»»
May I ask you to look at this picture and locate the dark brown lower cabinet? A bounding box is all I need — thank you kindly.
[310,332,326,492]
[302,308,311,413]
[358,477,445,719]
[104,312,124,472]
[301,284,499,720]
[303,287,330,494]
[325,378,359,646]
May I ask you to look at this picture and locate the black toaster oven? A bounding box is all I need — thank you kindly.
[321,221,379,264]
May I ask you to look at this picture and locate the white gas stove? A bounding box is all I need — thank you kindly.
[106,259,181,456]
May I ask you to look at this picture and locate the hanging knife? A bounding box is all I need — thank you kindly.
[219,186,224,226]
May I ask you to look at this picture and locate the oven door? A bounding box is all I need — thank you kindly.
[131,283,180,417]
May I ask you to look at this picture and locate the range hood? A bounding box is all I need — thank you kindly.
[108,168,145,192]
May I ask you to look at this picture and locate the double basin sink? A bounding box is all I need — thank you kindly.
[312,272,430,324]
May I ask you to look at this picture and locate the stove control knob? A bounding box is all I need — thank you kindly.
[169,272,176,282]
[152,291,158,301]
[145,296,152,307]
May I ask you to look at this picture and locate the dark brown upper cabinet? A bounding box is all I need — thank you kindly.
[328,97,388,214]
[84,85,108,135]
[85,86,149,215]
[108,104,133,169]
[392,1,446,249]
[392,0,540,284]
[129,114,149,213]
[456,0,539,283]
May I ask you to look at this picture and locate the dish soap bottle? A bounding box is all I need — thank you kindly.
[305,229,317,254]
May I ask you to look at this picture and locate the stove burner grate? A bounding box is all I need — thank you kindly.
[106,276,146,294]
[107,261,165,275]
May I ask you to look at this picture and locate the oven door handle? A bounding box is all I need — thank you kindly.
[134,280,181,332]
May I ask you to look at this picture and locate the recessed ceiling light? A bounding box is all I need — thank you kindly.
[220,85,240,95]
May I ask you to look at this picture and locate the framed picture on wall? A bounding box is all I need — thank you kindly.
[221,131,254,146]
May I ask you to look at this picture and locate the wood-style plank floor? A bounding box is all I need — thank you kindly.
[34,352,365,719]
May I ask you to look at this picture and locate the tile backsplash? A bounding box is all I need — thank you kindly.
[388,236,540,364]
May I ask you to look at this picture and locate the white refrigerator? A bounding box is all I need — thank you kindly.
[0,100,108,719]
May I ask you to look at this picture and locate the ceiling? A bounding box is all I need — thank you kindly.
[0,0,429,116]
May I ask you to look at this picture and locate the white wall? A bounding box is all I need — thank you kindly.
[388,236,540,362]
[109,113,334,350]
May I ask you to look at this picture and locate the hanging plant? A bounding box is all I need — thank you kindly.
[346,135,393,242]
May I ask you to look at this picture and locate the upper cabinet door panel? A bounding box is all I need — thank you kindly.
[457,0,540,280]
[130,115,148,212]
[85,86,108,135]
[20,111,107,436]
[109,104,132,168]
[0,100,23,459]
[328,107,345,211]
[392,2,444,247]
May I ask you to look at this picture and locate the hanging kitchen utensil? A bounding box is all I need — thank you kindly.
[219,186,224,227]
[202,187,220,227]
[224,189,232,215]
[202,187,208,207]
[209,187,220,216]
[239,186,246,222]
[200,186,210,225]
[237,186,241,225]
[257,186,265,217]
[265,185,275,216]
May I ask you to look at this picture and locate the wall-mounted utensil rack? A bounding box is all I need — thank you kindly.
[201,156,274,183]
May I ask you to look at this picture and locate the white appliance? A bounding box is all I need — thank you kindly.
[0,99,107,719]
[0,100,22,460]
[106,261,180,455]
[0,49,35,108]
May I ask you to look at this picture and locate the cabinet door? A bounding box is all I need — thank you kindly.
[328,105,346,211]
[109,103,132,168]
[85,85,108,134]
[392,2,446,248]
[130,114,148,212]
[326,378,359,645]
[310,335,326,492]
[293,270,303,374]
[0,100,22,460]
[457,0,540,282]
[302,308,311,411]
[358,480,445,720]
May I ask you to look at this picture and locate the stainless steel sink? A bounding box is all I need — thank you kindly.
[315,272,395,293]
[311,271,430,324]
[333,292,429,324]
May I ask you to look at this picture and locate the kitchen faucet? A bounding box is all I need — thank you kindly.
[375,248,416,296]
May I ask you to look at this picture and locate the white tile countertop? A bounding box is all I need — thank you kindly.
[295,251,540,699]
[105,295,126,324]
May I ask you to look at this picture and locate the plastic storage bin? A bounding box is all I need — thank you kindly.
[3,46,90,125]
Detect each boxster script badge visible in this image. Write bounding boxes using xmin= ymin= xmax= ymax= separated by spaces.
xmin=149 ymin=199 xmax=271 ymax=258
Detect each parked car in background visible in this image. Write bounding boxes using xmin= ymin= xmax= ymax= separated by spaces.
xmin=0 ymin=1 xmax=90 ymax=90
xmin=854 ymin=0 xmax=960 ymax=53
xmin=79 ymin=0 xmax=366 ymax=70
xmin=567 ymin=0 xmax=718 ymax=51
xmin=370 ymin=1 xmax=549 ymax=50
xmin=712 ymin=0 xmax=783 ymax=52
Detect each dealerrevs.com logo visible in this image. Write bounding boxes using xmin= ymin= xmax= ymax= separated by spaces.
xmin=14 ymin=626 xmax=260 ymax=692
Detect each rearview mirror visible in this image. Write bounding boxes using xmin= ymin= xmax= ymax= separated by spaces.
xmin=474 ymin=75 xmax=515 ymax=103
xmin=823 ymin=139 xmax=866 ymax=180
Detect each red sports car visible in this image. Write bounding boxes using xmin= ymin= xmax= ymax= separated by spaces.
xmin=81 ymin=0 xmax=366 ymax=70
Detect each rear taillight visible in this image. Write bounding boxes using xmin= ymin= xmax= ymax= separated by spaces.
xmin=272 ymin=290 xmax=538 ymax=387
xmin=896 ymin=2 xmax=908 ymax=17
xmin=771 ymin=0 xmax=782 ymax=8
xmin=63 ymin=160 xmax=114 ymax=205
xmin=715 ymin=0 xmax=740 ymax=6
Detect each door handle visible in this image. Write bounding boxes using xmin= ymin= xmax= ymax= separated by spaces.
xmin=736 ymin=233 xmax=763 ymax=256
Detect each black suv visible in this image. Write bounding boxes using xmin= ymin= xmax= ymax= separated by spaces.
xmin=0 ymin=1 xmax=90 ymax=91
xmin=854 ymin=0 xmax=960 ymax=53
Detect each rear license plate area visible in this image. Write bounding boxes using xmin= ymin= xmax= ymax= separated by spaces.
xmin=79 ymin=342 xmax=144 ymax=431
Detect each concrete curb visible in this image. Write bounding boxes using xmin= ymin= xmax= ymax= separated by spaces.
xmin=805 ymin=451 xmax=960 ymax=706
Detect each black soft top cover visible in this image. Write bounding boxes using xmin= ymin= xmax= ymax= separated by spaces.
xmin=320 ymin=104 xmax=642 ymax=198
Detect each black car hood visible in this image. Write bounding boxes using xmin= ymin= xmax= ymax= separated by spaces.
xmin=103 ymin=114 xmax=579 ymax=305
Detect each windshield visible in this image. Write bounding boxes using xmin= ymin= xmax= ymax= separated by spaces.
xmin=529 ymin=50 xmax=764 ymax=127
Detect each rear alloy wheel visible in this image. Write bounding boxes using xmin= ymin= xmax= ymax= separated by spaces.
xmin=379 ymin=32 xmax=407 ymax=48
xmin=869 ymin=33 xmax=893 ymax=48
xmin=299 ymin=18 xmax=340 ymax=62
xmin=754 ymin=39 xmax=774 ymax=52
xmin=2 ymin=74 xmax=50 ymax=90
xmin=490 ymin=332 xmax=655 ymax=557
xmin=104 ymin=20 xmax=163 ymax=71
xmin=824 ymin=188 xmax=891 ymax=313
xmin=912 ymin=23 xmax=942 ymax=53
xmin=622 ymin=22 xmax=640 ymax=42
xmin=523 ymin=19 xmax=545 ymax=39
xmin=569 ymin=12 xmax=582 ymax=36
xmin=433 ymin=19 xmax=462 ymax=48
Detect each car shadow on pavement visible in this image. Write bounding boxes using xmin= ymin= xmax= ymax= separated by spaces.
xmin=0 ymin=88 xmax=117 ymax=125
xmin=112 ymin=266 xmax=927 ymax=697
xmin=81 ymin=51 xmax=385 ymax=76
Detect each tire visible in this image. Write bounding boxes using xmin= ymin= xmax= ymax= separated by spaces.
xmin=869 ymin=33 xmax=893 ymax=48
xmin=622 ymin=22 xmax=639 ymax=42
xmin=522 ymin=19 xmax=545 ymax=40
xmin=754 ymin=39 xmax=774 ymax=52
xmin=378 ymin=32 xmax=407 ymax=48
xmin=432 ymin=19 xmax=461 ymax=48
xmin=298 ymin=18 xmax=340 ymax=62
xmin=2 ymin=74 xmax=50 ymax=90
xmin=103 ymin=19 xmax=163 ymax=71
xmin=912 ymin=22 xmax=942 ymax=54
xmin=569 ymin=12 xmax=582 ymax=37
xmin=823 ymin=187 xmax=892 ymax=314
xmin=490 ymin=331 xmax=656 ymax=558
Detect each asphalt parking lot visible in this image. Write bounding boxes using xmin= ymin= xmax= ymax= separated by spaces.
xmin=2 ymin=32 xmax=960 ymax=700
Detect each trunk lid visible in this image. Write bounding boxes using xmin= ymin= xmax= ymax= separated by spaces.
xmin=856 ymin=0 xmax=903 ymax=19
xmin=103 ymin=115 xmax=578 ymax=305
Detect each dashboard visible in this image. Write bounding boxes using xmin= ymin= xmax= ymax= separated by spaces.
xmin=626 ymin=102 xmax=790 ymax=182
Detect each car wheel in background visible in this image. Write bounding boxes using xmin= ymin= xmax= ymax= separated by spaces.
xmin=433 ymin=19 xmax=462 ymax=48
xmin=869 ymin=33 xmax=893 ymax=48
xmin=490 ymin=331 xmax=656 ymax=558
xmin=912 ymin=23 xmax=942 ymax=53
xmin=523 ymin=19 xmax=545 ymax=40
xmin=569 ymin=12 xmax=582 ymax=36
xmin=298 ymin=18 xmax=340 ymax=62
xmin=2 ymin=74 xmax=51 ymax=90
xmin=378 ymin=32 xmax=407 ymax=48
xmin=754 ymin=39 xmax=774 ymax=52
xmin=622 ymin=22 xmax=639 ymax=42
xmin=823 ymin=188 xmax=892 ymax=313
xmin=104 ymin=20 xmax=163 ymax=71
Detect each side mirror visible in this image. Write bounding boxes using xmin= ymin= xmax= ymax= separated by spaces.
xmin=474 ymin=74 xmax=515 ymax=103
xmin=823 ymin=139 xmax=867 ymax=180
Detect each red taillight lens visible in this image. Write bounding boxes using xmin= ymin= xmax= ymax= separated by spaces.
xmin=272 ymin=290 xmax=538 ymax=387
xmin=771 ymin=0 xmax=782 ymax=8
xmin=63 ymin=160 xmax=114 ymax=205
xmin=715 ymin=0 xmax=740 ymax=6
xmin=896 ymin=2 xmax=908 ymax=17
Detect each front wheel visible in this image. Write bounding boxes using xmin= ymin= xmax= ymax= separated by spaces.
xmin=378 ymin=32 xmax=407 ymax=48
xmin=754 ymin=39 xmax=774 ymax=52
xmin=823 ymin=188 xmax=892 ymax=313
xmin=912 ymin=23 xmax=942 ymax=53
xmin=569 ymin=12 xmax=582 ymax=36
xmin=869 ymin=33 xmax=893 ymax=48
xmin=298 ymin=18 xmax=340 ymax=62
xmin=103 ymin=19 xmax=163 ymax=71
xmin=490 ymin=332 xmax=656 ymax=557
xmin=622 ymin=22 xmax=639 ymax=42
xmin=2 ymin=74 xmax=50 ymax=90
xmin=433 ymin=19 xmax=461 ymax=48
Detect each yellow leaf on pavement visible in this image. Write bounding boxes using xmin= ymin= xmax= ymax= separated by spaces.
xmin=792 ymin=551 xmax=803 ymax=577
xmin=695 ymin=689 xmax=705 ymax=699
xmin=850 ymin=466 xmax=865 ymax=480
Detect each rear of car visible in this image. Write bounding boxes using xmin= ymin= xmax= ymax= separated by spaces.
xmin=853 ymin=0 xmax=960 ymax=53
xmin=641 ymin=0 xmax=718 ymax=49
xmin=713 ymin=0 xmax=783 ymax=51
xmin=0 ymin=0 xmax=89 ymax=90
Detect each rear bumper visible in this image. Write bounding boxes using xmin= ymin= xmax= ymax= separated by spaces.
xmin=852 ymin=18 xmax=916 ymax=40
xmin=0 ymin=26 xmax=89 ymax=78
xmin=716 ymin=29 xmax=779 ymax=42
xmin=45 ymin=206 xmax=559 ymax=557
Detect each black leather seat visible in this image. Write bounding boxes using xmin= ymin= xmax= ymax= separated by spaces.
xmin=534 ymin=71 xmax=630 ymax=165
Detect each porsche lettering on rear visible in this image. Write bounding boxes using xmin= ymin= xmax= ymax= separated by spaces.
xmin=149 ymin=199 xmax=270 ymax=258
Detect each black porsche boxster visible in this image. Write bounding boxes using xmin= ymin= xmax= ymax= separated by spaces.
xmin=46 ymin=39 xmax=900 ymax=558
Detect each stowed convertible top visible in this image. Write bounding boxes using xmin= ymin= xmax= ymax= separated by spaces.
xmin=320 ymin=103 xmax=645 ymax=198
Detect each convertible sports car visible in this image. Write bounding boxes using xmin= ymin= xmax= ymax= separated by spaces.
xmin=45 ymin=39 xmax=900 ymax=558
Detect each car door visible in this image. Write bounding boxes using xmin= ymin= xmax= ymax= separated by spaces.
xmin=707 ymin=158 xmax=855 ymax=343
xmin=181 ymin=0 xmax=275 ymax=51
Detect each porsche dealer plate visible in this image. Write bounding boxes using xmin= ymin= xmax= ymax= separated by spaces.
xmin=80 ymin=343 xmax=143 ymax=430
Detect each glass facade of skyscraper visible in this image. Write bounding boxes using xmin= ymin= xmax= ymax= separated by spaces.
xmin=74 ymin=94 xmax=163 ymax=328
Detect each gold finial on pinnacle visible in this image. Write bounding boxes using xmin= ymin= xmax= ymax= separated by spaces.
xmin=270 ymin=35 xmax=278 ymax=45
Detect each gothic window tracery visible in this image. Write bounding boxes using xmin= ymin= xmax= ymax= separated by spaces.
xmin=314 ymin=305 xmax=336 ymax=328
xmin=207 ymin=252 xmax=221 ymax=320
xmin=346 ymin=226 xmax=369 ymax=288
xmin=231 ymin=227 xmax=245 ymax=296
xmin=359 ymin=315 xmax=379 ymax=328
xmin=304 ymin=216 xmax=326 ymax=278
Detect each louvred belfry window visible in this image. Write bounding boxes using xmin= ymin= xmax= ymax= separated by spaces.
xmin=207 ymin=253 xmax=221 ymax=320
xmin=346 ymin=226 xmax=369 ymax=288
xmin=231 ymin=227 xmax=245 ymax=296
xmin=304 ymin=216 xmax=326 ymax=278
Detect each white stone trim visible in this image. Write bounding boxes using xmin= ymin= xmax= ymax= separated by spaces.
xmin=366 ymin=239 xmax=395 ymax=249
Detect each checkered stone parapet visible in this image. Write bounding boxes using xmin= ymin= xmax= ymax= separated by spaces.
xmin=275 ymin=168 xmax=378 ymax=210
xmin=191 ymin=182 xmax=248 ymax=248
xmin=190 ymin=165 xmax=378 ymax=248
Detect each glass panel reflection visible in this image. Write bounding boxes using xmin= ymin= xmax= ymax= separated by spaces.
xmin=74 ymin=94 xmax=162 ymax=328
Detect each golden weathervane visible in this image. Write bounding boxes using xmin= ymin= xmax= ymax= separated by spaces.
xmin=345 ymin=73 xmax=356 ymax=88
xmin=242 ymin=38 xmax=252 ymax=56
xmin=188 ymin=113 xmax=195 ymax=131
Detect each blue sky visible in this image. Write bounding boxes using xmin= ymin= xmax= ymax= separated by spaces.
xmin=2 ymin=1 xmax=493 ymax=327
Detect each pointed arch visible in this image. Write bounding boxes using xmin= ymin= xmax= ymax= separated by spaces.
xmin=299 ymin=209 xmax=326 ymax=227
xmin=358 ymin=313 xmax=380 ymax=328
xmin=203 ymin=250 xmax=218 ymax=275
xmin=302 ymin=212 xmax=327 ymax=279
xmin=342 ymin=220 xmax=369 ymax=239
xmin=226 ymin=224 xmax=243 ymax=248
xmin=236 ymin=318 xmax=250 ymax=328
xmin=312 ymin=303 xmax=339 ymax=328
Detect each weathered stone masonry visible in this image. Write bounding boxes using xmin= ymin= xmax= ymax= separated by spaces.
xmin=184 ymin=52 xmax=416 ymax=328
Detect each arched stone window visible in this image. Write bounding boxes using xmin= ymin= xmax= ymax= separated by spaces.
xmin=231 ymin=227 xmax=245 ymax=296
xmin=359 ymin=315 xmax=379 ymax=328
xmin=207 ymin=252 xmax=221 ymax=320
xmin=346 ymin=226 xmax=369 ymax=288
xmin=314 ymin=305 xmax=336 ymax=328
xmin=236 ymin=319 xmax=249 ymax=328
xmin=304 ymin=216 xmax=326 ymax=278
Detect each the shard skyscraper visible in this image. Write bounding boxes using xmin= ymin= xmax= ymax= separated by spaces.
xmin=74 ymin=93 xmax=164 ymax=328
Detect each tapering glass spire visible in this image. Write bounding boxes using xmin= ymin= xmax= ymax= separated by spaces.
««
EXERCISE PROMPT — An exact copy of the lines from the one containing "Detect each the" through the end of the data above is the whole answer.

FINISHED EXERCISE —
Detect each the shard skyscraper visible in this image. Write bounding boxes using xmin= ymin= xmax= ymax= separated by spaces.
xmin=74 ymin=93 xmax=164 ymax=328
Detect each tapering glass spire visible in this image. Write bounding boxes using xmin= ymin= xmax= ymax= separated by spaces.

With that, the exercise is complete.